> EXCERPT
# # # #

Tuesday, February 2, 2010

Bangkok Street Food

When roaming around the streets of Bangkok on an empty stomach, sampling neighborhood street vendors is a must do for the thrifty food loving traveler. There were some things that I was a little hesitant about at first, because of the following reasons:
  • The language barrier. Sometimes it was tough to order in English, but local consumers who spoke English helped us out. Just remember to be patient and kind, and most likely you will end up receiving what you want.
  • Not being able to tell what specific items were (if signs were in Thai). For example there were deep fried balls of some kind of meat on a stick.
  • Perceived cleanliness of equipment and freshness of ingredients.
  • Not many other tourists around (which actually is a great sign for authenticity).

After a day of exploring the Grand Palace we were starving and stumbled upon a small sidewalk “restaurant” with a large cooking pan set up in front. I took a look at the menu and quickly ordered the vegetable noodles, which cost a mere 30 Baht (about $1 US). A young girl who appeared to be in her mid teens was our chef.

# # # #

> DESCRIPTION OF THE TASK
Please state how much the vegetable noodles cost, according to the Bangkok street food post.

> SUPPLIED DATA
# # # #

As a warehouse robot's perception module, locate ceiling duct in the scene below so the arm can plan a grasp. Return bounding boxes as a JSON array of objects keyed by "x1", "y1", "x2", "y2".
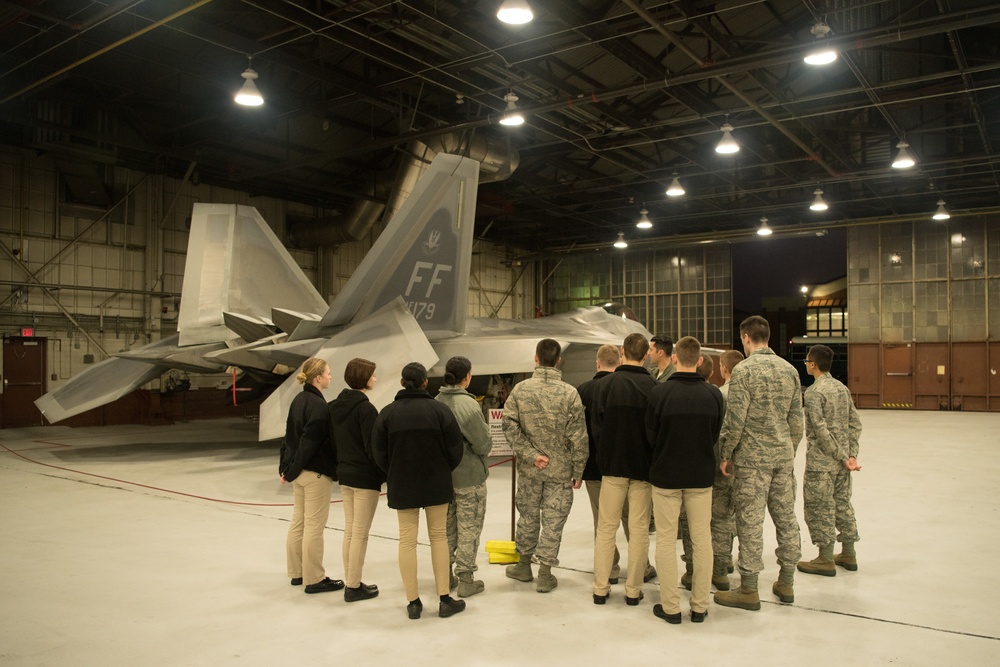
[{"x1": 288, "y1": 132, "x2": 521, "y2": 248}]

# # # #

> ANSWER TO THE PROBLEM
30 Baht (about $1 US).